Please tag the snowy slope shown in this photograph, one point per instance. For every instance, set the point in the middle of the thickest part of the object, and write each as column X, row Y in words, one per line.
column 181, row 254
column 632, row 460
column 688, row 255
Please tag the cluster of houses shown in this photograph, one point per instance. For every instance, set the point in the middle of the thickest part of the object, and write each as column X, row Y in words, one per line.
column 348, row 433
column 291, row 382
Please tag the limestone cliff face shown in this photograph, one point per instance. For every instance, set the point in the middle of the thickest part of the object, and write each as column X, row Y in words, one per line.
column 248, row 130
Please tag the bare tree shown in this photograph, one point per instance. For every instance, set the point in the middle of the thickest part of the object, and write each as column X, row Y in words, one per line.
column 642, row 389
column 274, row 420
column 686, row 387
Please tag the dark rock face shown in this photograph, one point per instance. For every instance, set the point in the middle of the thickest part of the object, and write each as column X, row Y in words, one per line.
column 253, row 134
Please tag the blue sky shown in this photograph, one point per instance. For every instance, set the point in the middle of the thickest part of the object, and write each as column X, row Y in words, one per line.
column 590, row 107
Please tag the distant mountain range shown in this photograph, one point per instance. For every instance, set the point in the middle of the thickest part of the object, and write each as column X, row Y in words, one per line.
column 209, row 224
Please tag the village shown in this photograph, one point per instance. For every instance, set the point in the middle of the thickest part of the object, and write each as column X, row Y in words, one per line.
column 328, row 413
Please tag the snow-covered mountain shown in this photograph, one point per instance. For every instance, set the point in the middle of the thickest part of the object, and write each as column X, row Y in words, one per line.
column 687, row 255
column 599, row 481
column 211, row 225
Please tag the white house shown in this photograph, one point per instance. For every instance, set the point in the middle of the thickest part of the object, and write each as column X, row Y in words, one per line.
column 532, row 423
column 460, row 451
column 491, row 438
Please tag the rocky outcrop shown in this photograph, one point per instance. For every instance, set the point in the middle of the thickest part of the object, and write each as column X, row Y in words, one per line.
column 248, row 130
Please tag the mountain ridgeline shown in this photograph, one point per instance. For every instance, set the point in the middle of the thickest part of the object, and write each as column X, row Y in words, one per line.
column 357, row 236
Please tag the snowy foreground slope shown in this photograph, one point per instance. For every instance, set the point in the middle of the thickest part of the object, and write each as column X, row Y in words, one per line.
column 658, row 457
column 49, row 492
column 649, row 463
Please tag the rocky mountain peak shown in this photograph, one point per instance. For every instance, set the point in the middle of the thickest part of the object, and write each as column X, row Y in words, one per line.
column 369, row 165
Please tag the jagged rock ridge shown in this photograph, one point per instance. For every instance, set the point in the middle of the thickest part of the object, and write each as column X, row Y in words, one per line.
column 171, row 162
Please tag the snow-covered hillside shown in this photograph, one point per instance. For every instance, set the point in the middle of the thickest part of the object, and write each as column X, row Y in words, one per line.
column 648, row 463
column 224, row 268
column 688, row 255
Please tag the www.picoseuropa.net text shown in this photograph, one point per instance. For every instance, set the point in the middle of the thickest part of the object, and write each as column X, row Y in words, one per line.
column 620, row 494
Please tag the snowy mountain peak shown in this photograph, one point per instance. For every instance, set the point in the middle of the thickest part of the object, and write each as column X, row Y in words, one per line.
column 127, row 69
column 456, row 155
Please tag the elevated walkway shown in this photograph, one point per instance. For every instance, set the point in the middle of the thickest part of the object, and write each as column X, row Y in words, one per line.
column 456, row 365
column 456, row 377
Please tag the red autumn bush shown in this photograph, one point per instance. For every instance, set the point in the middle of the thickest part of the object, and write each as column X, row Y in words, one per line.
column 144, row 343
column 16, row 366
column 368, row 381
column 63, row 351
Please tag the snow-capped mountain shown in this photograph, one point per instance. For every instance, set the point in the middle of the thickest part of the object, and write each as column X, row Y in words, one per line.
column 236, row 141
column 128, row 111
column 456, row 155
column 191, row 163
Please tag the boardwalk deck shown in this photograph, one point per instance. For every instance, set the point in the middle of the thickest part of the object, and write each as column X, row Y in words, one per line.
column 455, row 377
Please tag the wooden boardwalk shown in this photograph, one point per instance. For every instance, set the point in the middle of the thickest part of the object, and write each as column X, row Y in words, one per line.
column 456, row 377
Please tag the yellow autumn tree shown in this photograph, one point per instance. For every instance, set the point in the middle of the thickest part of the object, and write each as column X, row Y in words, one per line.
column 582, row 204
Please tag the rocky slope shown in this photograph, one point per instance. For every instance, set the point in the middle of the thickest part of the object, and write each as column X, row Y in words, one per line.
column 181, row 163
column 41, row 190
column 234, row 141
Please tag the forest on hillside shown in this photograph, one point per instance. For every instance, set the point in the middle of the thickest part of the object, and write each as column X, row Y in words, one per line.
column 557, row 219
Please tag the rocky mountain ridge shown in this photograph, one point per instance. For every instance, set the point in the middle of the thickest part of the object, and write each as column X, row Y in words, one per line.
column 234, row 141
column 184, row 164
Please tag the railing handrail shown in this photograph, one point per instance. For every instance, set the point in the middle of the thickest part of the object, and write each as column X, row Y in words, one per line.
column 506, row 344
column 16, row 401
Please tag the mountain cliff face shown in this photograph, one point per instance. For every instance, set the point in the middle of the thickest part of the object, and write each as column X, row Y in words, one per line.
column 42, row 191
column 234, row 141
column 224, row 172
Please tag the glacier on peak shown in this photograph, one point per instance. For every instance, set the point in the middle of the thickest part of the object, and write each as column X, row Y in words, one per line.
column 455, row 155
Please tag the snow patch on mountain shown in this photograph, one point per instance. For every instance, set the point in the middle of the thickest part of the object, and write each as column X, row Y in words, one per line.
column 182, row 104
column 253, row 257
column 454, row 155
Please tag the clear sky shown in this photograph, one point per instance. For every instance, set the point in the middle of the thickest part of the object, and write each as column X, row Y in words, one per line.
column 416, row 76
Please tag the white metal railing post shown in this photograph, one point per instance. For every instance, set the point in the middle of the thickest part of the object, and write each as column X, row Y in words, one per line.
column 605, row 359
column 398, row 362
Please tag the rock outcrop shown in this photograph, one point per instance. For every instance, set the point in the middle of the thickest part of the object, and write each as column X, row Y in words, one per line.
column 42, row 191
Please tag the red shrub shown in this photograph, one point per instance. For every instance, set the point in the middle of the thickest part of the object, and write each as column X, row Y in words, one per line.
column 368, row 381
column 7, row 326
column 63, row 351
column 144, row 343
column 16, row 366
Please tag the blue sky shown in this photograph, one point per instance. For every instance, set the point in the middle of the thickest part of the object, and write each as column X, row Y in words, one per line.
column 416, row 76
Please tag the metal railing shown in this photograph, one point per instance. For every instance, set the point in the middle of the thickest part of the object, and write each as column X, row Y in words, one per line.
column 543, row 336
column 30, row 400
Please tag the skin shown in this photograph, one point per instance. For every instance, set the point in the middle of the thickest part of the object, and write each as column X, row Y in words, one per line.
—————
» Problem
Give back the lines above word for word, beginning with the very first line and stopping after the one that contains "column 291, row 382", including that line.

» Task answer
Please tag the snowy slope shown in this photograph, one point per instance. For every instance, set the point in the middle of the thickest part of the object, and write each as column X, row Y in words, one per line.
column 181, row 254
column 632, row 460
column 688, row 255
Please tag the cluster of houses shown in this photograph, one point per instance. For every instance, set the point in the middle of the thickest part of the object, and write each as column X, row Y in words, one per line.
column 348, row 433
column 291, row 382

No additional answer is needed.